Document segment:
•••
University Post
University of Copenhagen
Independent of management

Campus

My job: Precision engineer at the School of Dentistry

Downstairs — Downstairs — It's not every day you meet a metal worker in a crispy white lab coat. But you do at the Department of Odontology.

The long underground corridors that lead from the Maersk Tower to the School of Dentistry at the Panum Institute remind you of Lars von Trier’s Danish tv series ‘The Kingdom’.

But the uncomfortable associations disappear when you arrive at the workshop where precision engineer Jesper Nilsson hangs out. A pixelated printout of a group of yellow Minions in blue boiler suits at the door indicates that we have found the good cheer of the technical department.

Precision engineer Jesper Nilsson

41 years old. Has worked for the Technical Department at the Department of Odontology for two years. Is a trained machinist (industrial technician) from Risø and has worked in different places in the pharmaceutical industry.

Lives in Stenløse with his family. Gets up every day at 5:00 and swims between 6 and 7, so he can avoid the morning traffic.

 

Jesper Nilsson is one big smile. He shows us the workshop with gusto. One of the machines gets a pat. The site has all the interior that you would expect. Lathes, cutters, tool walls, pictures of women.

But there are also neat arrangements of vintage viewing aids and a remarkable amount of knick-knacks; the coffee room’s candle holders, and the artificial ferns hanging from the ceiling, all give testimony to a team that makes an effort to decorate.

“Well, we really work well together,” says Jesper. “Both within this department and with all the people upstairs.”

In fact, the workshop is often empty, Jesper explains, as the technicians have three daily inspection rounds and many planned and emergency service tasks in the department during the course of the day. The assignments vary. Today one of his colleagues is on an errand to bring back some jaws of a pig for the teaching of maxillofacial surgery.
•••
Extracted records:
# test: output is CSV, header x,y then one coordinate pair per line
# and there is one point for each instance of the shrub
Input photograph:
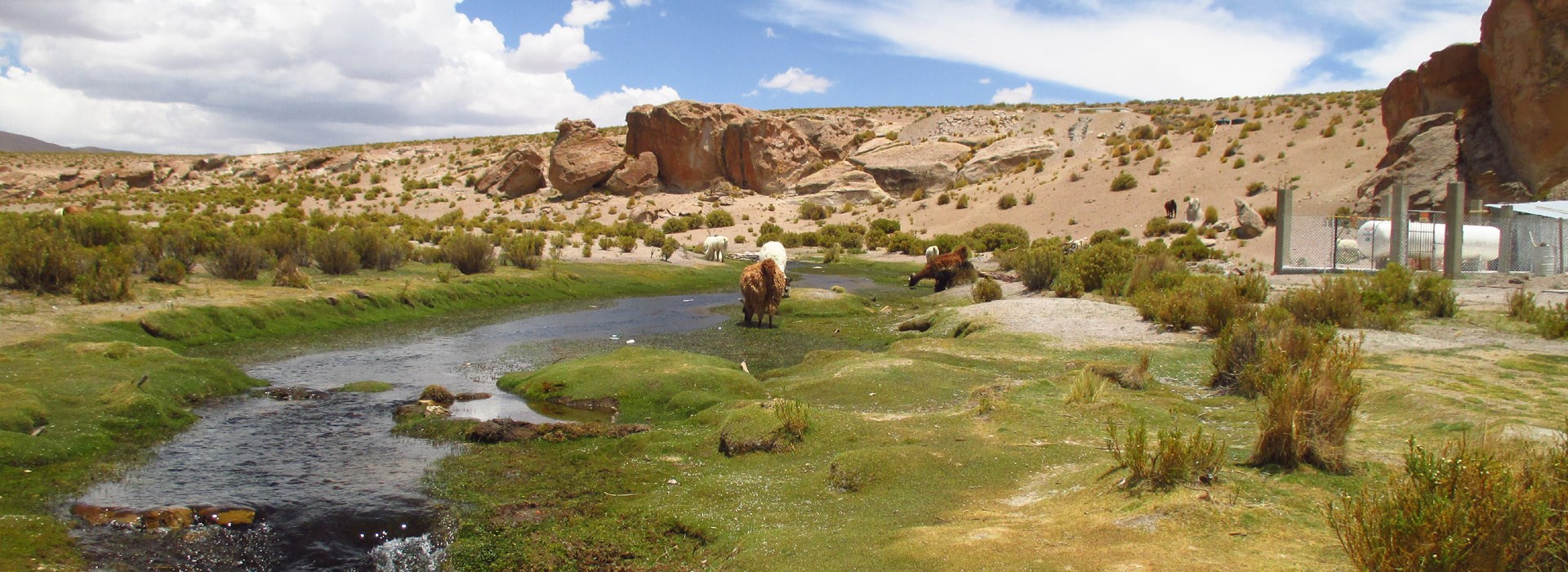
x,y
1037,266
719,218
1462,510
1123,182
995,237
1308,411
985,290
168,271
334,252
104,278
237,261
813,212
1175,458
470,254
287,275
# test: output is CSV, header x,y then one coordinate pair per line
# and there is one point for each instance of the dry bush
x,y
1308,409
1462,510
1174,459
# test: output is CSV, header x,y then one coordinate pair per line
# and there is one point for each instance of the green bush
x,y
996,237
237,261
470,254
334,252
985,290
1175,458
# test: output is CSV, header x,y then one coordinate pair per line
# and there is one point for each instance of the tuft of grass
x,y
1175,458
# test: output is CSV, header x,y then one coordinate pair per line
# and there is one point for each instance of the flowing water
x,y
333,488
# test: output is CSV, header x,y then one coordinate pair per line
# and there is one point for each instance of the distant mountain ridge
x,y
15,143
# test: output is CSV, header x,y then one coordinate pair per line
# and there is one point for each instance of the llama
x,y
714,248
761,288
947,270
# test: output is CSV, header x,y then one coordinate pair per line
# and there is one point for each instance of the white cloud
x,y
1013,95
557,51
797,80
587,13
286,74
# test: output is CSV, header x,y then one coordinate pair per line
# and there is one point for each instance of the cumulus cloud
x,y
797,80
587,13
1015,95
286,74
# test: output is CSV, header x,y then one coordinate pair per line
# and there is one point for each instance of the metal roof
x,y
1548,209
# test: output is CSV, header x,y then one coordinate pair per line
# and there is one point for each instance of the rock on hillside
x,y
702,143
582,157
1512,96
1005,155
905,170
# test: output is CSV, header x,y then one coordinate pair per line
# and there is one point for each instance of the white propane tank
x,y
1481,242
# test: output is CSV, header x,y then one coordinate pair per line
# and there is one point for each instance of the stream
x,y
333,488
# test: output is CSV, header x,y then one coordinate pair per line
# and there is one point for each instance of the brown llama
x,y
947,270
761,287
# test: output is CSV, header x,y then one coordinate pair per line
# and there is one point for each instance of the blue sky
x,y
289,74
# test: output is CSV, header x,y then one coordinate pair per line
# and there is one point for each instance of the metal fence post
x,y
1509,240
1454,235
1399,225
1283,225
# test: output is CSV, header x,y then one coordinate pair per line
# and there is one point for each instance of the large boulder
x,y
838,185
1005,155
905,170
637,176
698,145
582,157
519,172
1525,58
831,135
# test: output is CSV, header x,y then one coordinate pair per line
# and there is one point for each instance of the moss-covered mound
x,y
884,382
644,382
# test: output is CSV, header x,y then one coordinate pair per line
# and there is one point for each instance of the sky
x,y
265,76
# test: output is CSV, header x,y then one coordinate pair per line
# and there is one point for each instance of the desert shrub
x,y
526,249
1310,408
1332,300
168,271
1085,387
886,226
1099,266
996,237
237,261
104,278
985,290
814,212
1175,458
470,254
39,261
1435,297
1460,510
1123,182
719,218
1037,266
287,275
334,252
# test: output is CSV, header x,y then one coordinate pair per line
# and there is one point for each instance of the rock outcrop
x,y
519,172
905,170
1510,101
1005,155
582,157
838,185
637,176
698,145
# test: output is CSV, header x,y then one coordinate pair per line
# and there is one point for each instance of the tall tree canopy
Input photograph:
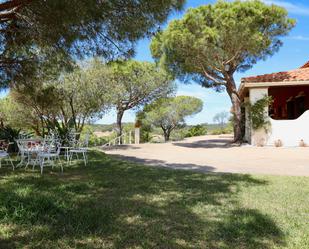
x,y
212,42
77,97
136,84
34,31
170,113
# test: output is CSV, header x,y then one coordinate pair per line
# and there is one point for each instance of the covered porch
x,y
288,114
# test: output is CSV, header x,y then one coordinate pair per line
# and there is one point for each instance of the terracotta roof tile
x,y
301,74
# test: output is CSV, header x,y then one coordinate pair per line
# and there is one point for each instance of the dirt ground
x,y
217,154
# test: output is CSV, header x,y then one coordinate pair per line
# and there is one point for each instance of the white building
x,y
289,112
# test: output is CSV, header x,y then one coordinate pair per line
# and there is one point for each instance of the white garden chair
x,y
4,155
49,154
81,148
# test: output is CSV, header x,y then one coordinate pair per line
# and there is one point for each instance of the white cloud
x,y
291,7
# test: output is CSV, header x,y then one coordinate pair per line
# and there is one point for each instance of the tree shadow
x,y
164,164
120,204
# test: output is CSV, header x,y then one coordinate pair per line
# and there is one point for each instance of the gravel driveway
x,y
216,154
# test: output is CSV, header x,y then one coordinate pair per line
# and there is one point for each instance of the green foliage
x,y
137,83
170,113
196,130
134,84
209,37
10,134
258,116
212,42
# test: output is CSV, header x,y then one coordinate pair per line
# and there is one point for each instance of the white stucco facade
x,y
290,133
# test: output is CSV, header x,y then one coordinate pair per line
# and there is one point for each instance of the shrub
x,y
197,130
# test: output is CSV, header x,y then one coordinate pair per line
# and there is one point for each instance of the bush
x,y
197,130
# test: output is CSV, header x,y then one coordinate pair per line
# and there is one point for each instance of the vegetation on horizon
x,y
213,42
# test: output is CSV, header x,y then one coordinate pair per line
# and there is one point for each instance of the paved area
x,y
216,154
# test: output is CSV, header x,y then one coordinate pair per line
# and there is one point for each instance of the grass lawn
x,y
118,204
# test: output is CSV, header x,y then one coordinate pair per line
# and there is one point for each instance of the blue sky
x,y
293,54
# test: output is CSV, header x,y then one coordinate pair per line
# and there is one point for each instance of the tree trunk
x,y
236,108
166,135
119,123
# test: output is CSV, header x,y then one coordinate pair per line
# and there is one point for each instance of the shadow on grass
x,y
164,164
117,204
209,144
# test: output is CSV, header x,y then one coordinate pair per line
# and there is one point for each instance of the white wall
x,y
290,132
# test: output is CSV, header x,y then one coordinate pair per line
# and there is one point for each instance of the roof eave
x,y
245,85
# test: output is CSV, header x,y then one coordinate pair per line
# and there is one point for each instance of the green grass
x,y
117,204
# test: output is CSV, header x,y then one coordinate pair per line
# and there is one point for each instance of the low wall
x,y
290,132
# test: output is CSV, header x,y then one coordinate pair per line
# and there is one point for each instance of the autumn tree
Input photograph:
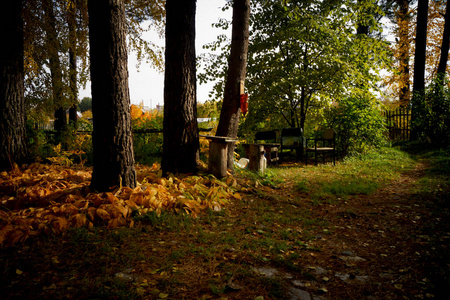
x,y
237,66
419,59
442,67
400,13
112,135
181,140
56,38
12,110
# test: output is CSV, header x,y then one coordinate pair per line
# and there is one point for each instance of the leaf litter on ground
x,y
43,199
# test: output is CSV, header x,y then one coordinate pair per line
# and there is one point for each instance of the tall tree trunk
x,y
445,45
419,60
112,136
53,47
12,108
237,66
71,20
181,142
403,35
421,45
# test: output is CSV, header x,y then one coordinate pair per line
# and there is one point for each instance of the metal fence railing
x,y
398,122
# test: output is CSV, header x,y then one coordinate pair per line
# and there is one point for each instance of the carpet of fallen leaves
x,y
43,199
392,244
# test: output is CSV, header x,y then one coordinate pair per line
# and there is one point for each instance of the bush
x,y
358,123
431,115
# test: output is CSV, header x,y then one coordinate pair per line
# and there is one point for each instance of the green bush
x,y
358,123
431,115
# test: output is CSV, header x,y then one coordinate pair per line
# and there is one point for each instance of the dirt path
x,y
393,244
271,244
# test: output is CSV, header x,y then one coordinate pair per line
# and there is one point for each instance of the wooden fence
x,y
398,122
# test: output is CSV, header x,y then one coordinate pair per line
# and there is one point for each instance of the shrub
x,y
358,123
431,115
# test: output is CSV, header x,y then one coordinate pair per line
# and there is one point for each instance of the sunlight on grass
x,y
361,175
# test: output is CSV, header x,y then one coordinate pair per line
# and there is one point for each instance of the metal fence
x,y
399,124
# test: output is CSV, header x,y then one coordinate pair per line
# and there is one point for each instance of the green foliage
x,y
85,104
303,55
431,115
147,146
358,123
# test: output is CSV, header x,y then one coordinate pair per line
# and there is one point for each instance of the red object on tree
x,y
244,103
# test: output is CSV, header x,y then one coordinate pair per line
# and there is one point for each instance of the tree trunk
x,y
445,45
403,24
181,142
237,66
53,47
112,136
12,108
421,45
419,61
71,21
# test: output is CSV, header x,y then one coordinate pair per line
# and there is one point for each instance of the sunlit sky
x,y
147,84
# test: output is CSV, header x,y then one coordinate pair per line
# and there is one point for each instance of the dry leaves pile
x,y
51,199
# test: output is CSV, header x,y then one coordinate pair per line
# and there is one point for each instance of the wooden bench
x,y
325,144
293,139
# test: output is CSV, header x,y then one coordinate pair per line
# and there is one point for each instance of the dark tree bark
x,y
419,62
402,22
237,67
181,141
445,45
421,45
112,136
53,47
71,21
12,109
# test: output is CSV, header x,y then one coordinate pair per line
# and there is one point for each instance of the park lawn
x,y
373,227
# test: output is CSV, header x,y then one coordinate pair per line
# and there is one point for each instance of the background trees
x,y
112,136
13,147
306,57
181,141
237,66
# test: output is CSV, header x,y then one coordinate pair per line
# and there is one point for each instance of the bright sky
x,y
146,84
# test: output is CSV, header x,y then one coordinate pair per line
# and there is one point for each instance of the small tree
x,y
237,66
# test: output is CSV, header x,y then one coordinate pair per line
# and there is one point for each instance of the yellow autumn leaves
x,y
50,199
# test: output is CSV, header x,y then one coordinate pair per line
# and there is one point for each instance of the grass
x,y
283,221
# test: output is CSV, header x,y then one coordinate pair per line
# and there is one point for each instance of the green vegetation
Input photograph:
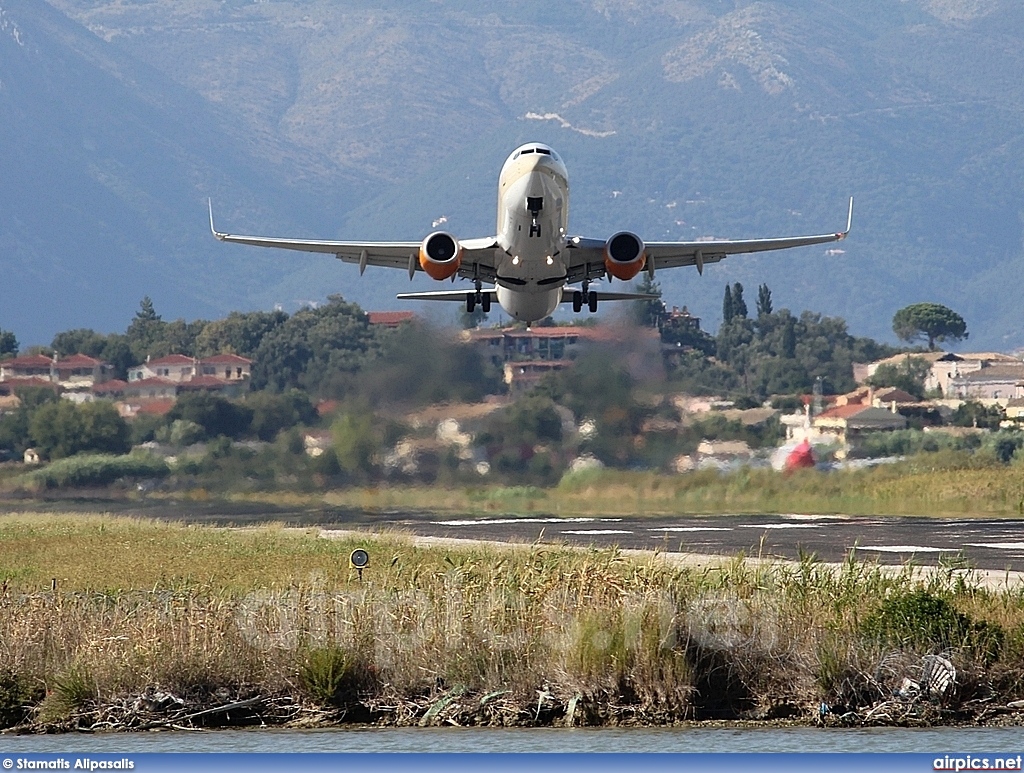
x,y
929,321
908,376
8,343
95,470
273,613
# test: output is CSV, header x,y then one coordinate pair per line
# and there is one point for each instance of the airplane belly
x,y
532,240
528,307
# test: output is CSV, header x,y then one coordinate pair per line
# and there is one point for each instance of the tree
x,y
764,301
8,344
908,376
146,312
317,349
931,321
61,429
214,414
273,413
238,334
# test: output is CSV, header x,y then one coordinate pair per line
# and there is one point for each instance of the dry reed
x,y
515,636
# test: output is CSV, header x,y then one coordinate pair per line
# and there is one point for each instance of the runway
x,y
991,544
988,544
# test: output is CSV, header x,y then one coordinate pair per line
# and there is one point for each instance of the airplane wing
x,y
587,255
477,258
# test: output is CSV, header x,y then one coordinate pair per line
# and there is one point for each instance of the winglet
x,y
216,233
849,221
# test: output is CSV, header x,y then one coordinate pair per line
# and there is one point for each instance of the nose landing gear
x,y
588,296
478,297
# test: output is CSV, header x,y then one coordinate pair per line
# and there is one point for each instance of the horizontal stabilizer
x,y
444,295
567,296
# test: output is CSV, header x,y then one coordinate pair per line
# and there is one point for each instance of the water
x,y
692,739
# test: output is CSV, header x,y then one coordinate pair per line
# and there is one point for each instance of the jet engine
x,y
440,255
624,255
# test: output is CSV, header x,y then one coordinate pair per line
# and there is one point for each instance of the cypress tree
x,y
764,301
738,304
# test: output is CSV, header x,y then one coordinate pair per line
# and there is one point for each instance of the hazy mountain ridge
x,y
678,120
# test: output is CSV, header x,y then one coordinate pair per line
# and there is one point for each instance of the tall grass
x,y
511,636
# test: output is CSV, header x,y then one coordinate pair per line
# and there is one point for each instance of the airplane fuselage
x,y
532,216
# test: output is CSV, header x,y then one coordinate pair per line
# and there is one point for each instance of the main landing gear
x,y
588,296
478,297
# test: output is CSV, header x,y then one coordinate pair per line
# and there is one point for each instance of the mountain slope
x,y
678,119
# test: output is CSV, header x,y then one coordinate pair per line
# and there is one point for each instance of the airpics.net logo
x,y
977,763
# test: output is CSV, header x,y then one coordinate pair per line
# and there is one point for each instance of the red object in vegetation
x,y
802,456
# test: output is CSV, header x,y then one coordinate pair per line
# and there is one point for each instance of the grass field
x,y
525,635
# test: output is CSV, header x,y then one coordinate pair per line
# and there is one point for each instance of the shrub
x,y
95,469
920,618
16,696
333,676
•••
Work request: Write out the passage of the workshop profile above that opens with the words containing "My job: Precision" and closes with "the technical department.", word for word.

Output:
My job: Precision engineer at the School of Dentistry

Downstairs — Downstairs — It's not every day you meet a metal worker in a crispy white lab coat. But you do at the Department of Odontology.

The long underground corridors that lead from the Maersk Tower to the School of Dentistry at the Panum Institute remind you of Lars von Trier’s Danish tv series ‘The Kingdom’.

But the uncomfortable associations disappear when you arrive at the workshop where precision engineer Jesper Nilsson hangs out. A pixelated printout of a group of yellow Minions in blue boiler suits at the door indicates that we have found the good cheer of the technical department.